The request »
List every line in the records that contains the string "dark", copying each such line in full. Case counts when matching.

Dataset content »

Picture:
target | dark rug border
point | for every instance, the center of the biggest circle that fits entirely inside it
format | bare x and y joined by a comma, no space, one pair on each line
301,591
==
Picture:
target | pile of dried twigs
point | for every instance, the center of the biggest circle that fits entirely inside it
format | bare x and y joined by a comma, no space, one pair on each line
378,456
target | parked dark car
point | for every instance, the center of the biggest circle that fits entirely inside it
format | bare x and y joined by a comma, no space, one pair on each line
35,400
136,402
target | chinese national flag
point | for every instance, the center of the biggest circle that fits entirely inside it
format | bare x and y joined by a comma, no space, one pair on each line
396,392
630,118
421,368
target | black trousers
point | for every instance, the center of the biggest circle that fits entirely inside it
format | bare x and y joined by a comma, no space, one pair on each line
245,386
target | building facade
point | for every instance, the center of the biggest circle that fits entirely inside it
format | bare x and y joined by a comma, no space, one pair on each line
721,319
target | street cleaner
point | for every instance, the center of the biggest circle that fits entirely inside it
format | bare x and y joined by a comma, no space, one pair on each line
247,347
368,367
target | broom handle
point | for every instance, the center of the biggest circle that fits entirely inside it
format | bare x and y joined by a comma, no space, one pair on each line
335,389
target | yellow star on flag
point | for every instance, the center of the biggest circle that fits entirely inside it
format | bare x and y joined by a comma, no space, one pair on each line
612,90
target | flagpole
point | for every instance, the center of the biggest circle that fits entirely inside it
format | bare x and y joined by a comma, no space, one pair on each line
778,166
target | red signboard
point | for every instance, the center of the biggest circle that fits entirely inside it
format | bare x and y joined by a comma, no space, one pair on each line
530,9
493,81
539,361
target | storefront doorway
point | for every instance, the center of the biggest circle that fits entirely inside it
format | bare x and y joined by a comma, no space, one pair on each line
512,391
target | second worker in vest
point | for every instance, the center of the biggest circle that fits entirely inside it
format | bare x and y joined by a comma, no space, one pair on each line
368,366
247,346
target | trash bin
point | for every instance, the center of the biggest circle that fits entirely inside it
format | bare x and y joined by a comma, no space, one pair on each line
---
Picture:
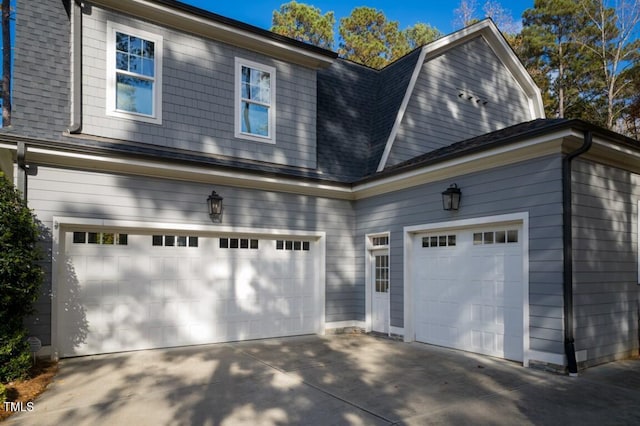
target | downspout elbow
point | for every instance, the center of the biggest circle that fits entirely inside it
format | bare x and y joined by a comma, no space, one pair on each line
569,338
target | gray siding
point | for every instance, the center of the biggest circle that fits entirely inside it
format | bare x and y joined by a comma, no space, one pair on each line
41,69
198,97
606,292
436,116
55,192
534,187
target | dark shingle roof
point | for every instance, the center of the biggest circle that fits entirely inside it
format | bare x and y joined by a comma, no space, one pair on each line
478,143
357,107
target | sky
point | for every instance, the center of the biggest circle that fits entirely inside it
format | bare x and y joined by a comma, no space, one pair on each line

Written response »
target | dark rug border
target | parked dark car
target | dark shingle roof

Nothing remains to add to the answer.